> Extracted information:

__________

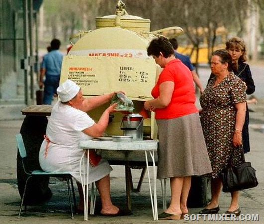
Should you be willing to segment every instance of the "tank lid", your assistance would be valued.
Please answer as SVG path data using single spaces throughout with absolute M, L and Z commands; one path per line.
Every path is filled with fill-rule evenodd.
M 117 17 L 117 15 L 106 15 L 105 16 L 101 17 L 99 18 L 96 18 L 96 19 L 115 19 Z M 134 15 L 124 15 L 120 16 L 120 19 L 126 19 L 131 20 L 144 20 L 144 21 L 150 21 L 148 19 L 144 19 L 139 16 L 136 16 Z

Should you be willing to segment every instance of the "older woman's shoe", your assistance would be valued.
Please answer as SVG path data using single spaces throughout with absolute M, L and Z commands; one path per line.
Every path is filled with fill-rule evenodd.
M 158 219 L 160 220 L 179 220 L 181 218 L 181 214 L 171 214 L 170 213 L 167 213 L 165 212 L 163 212 L 161 214 L 158 215 Z
M 238 209 L 236 209 L 236 210 L 234 210 L 232 211 L 226 211 L 224 213 L 224 214 L 226 215 L 230 216 L 230 215 L 235 215 L 236 216 L 239 216 L 240 215 L 240 213 L 241 213 L 241 210 L 240 210 L 240 208 L 239 207 Z
M 219 206 L 212 209 L 204 209 L 201 210 L 199 214 L 214 214 L 219 212 Z

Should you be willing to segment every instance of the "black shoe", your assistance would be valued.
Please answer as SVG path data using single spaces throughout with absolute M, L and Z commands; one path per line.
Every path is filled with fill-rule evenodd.
M 219 212 L 219 206 L 212 209 L 204 209 L 201 210 L 199 212 L 199 214 L 214 214 Z
M 227 216 L 230 216 L 230 215 L 235 215 L 236 216 L 238 216 L 240 215 L 240 213 L 241 213 L 241 210 L 240 210 L 240 208 L 239 207 L 236 210 L 232 211 L 226 211 L 224 213 L 224 214 Z

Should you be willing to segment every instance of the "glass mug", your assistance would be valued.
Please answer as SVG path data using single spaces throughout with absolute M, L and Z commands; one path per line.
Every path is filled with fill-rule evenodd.
M 134 103 L 122 93 L 117 93 L 113 96 L 111 99 L 111 104 L 115 103 L 117 104 L 116 107 L 117 111 L 128 111 L 131 113 L 133 112 Z

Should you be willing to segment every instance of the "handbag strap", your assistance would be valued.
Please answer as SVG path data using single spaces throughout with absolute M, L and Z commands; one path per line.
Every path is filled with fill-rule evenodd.
M 243 151 L 243 145 L 241 145 L 240 146 L 238 146 L 237 148 L 239 148 L 240 149 L 240 152 L 241 154 L 241 158 L 242 159 L 242 162 L 244 163 L 246 162 L 246 161 L 245 160 L 245 155 Z M 231 160 L 232 159 L 233 155 L 234 154 L 234 151 L 235 150 L 235 149 L 234 149 L 232 151 L 232 153 L 231 154 L 231 155 L 230 156 L 230 158 L 229 158 L 229 160 L 228 161 L 228 165 L 229 166 L 231 166 Z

__________

> Work to complete: Rewrite every entry above with "your assistance would be valued" changed to "your help would be appreciated" and nothing else altered. Leave out the pictures.

> Completed task:
Should you be willing to segment every instance of the "tank lid", your help would be appreciated.
Please answer as SVG path data using single spaces throughout with absolute M, L and Z commands; one path per line.
Every path is filled with fill-rule evenodd.
M 117 17 L 117 15 L 106 15 L 105 16 L 101 17 L 99 18 L 96 18 L 96 19 L 115 19 Z M 134 15 L 124 15 L 120 16 L 120 19 L 126 19 L 131 20 L 144 20 L 144 21 L 150 21 L 148 19 L 144 19 L 139 16 L 136 16 Z

Should you be willing to segment every instance of the "older woman's shoe", your help would be appreciated.
Please answer as SVG path data using single spaces throughout with absolute M, L and Z commands; one path per line.
Every path is filled with fill-rule evenodd.
M 158 219 L 160 220 L 179 220 L 181 218 L 181 214 L 171 214 L 170 213 L 167 213 L 165 212 L 163 212 L 161 214 L 158 215 Z
M 238 209 L 236 209 L 236 210 L 234 210 L 232 211 L 226 211 L 224 213 L 224 214 L 226 215 L 230 216 L 230 215 L 235 215 L 236 216 L 239 216 L 240 215 L 240 213 L 241 213 L 241 210 L 240 210 L 240 208 L 239 207 Z
M 219 206 L 212 209 L 204 209 L 201 210 L 199 214 L 214 214 L 219 212 Z

Should you be willing to segment every instance of the "black shoe", your help would be appreciated.
Please answer as SVG path data using single spaces throughout with absolute M, L and Z commands; one path per line.
Every path is filled with fill-rule evenodd.
M 219 212 L 219 206 L 212 209 L 204 209 L 201 210 L 199 212 L 199 214 L 214 214 Z
M 227 216 L 230 216 L 230 215 L 235 215 L 236 216 L 238 216 L 240 215 L 240 213 L 241 213 L 241 210 L 240 210 L 240 208 L 239 207 L 236 210 L 232 211 L 226 211 L 224 213 L 224 214 Z

Should you be willing to segment every instance of the "glass mug", your help would be appreciated.
Please answer as SVG path data using single spaces throughout with absolute M, L and Z commands; one path per line.
Every path is filled with fill-rule evenodd.
M 134 103 L 122 93 L 117 93 L 113 96 L 111 99 L 111 104 L 115 103 L 117 104 L 116 107 L 117 111 L 128 111 L 131 113 L 133 112 Z

Should you be willing to segment every instance of the "handbag strap", your help would be appreciated.
Please answer as SVG path data using single spaces throughout with absolute M, L and Z commands; one path per line.
Every path is filled with fill-rule evenodd.
M 243 151 L 243 145 L 241 145 L 240 146 L 238 146 L 237 148 L 239 148 L 240 149 L 240 152 L 241 154 L 241 158 L 242 159 L 242 162 L 244 163 L 246 162 L 246 161 L 245 160 L 245 155 Z M 231 160 L 232 159 L 233 155 L 234 154 L 234 151 L 235 150 L 235 149 L 234 149 L 232 151 L 232 153 L 231 154 L 231 155 L 230 156 L 230 158 L 229 158 L 229 160 L 228 161 L 228 165 L 229 166 L 231 166 Z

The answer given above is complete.